One line from Psalm 118 made an especially profound impression on me:

“The stone which the builders rejected has become the cornerstone.”

This is a very strong statement. The builders, the people who put me here, reject me—but one day, the city will be built on my foundation. It’s a lovely, constructive sort of revenge fantasy. Of course, this was presented to me in the context of Jesus, who in the Bible is always saying this avant-garde stuff: “Blessed are you when they revile and persecute you,” or, “A prophet has no honor in his own country.” To me, this fit right in with that. I thought it was expressed in an especially poetic and musical way. It still sounds good to me.

You hear all these fairy tales, when you’re a kid, about the ugly duckling, and Cinderella, and the littlest snowman: People who are overlooked and then have to be discovered. And that’s how this line is often interpreted, though in that reading both the originality and insight are gone, along with the suggestion of power. I think the message Jesus conveyed was different, at least subtly different. The stone that the builders rejected became the cornerstone, but it doesn’t say the stone changed. The stone didn’t grow up to become a swan. It was the same rock, and later, the builders said, “Oh, yeah—that thing is useful.”

**ENTRIES SHOWN:**
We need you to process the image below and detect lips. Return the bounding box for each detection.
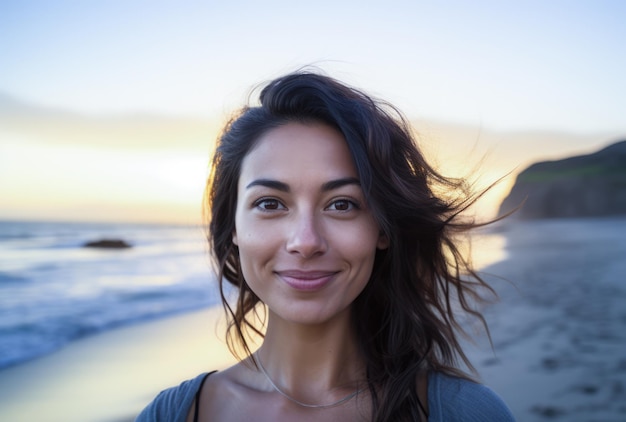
[276,270,337,291]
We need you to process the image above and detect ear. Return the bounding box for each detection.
[376,231,389,250]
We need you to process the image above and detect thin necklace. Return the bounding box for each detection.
[254,352,361,409]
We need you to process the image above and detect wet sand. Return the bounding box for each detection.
[0,219,626,422]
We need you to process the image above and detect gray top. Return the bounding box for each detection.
[135,372,515,422]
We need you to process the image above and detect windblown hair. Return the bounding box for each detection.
[205,71,493,421]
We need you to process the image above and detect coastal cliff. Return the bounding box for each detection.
[499,141,626,219]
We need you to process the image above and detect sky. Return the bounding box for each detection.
[0,0,626,223]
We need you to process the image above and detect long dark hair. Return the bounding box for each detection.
[205,71,493,421]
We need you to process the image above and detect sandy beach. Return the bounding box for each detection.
[0,219,626,422]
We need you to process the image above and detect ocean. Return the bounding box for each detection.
[0,217,626,422]
[0,221,219,369]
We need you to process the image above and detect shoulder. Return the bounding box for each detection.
[428,372,515,422]
[135,373,210,422]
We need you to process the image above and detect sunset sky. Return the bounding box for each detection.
[0,0,626,223]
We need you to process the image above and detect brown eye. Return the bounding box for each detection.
[328,199,358,211]
[254,198,285,211]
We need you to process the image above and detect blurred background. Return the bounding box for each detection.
[0,0,626,420]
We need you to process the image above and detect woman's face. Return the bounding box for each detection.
[233,123,387,324]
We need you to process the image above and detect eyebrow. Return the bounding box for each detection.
[246,177,361,192]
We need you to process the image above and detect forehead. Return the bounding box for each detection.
[240,123,357,181]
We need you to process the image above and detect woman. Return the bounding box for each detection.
[138,72,513,422]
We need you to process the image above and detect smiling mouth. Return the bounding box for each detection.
[276,270,337,291]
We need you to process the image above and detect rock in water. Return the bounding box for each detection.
[83,239,131,249]
[499,141,626,219]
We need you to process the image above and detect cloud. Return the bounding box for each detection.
[0,93,220,152]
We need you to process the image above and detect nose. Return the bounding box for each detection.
[286,213,327,258]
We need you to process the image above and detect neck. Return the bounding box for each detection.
[258,310,365,403]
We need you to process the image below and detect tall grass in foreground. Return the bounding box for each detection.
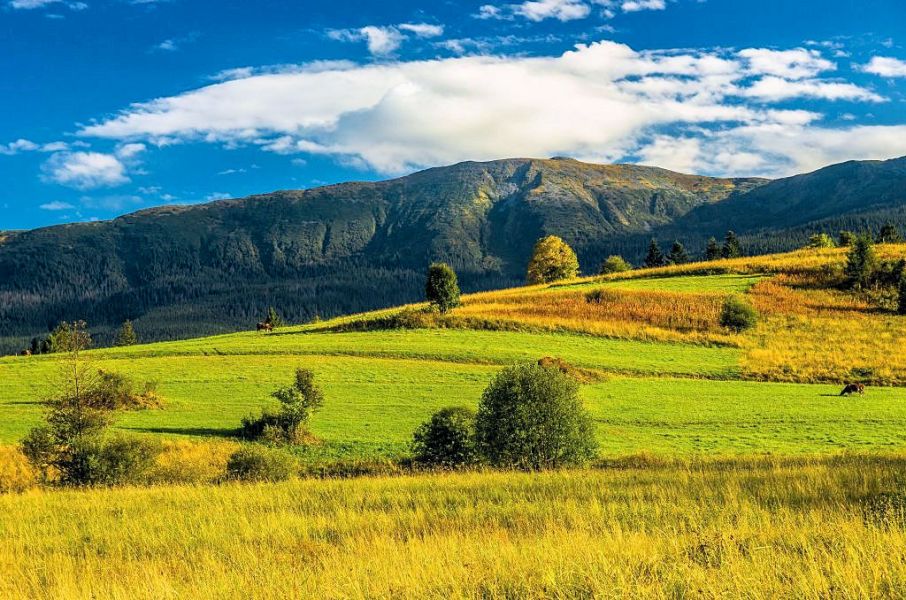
[0,456,906,599]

**SET TASK 1:**
Repeat the Psalm 118 passage between "This is a very" and "good to me.", inclusive.
**SET TASK 2:**
Pick up the Psalm 118 passage after its final sentence and carry it on.
The lines aren't needed for any of this.

**WRITTEN RESPONSE 1:**
This is a very strong statement. The builders, the people who put me here, reject me—but one day, the city will be built on my foundation. It’s a lovely, constructive sort of revenge fantasy. Of course, this was presented to me in the context of Jesus, who in the Bible is always saying this avant-garde stuff: “Blessed are you when they revile and persecute you,” or, “A prophet has no honor in his own country.” To me, this fit right in with that. I thought it was expressed in an especially poetic and musical way. It still sounds good to me.

**WRITTEN RESPONSE 2:**
I guess that was my dream.

When you’re raised in a family that’s religious—not like we were fundamentalist freaks or something, but I was taught religion—you learn you’re supposed to please one person. Your audience is God. And if you do what God wants, it totally does not matter what anybody else thinks. I think there’s a link between that and the anarchic individualism that’s so normal for Americans: the anti-social willingness to defy the group. The Protestant ideal, of course, is that ethics are between you and the higher power. This idea was omnipresent in my childhood, and I know it was important to me. When you’re an unpopular kid getting beaten up in school, the idea that your behavior is somehow pleasing to someone … I think I found it comforting for that reason.

I think this part of why, for many years, I didn’t seek out readers: my career was laying low. I wasn't Jesus—I was the early Christians hiding in caves. I was like, okay, I'm not going to get out there and try to tell people what I'm about, because they will crucify me. That's what Heidrich Heine said about images of Christ on the cross, which are all over the place in Catholic countries: “He's put up as an example and a warning.” This is what will happen to you if you act that way.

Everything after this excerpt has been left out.